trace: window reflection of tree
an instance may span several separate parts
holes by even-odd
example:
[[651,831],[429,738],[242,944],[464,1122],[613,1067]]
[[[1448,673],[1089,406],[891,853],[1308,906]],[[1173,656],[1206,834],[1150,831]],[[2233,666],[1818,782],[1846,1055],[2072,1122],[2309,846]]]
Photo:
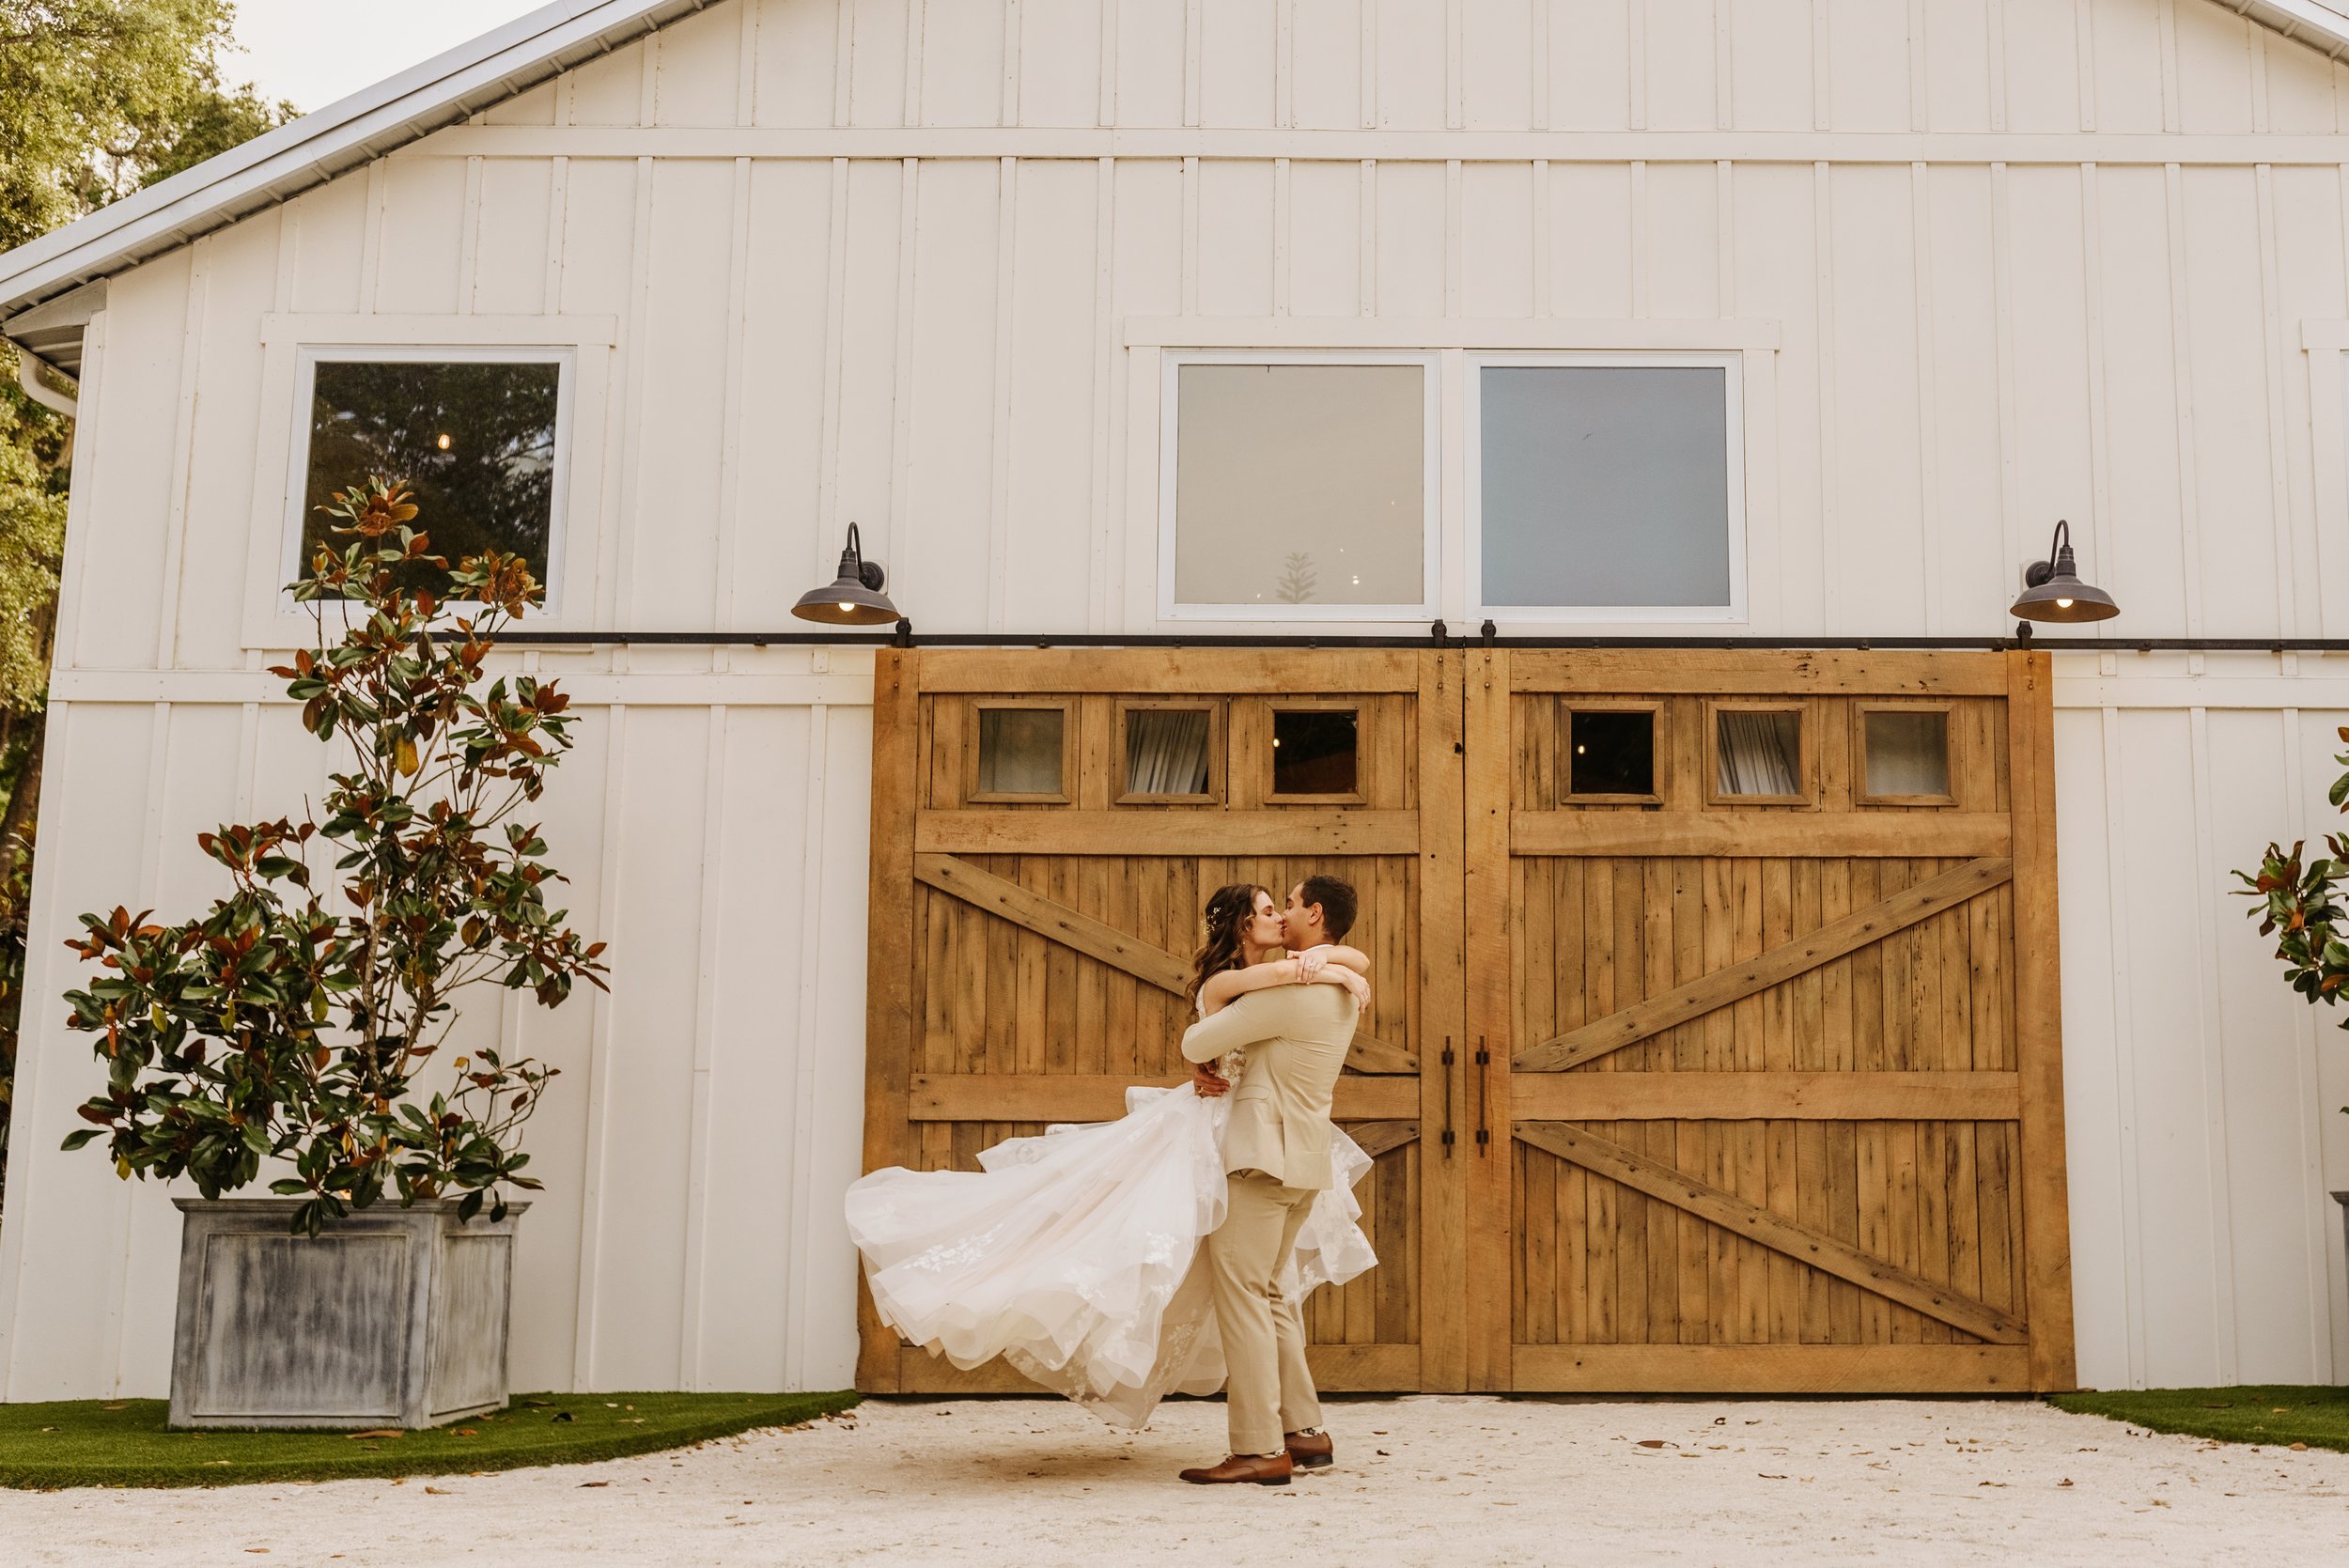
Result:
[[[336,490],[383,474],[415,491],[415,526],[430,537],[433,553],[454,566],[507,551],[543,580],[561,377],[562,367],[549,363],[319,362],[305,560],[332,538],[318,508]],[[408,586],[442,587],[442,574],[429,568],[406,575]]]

---------------

▶ [Requirement]: Please restate word for word each line from the one containing "an instance may span several separate parts" to the end of the data above, without the pictures.

▶ [Exercise output]:
an instance may span several separate parts
holes by even-odd
example:
[[651,831],[429,738],[242,944],[464,1122],[613,1067]]
[[[1448,673],[1089,406],[891,853],[1308,906]],[[1173,656],[1206,834],[1150,831]],[[2233,666],[1818,782],[1846,1055],[2072,1122],[2309,846]]]
Photo:
Result:
[[[336,490],[383,474],[415,491],[415,526],[430,537],[433,553],[454,566],[507,551],[543,580],[561,377],[562,367],[549,363],[319,362],[305,560],[332,538],[318,508]],[[408,586],[442,587],[442,574],[429,568],[406,575]]]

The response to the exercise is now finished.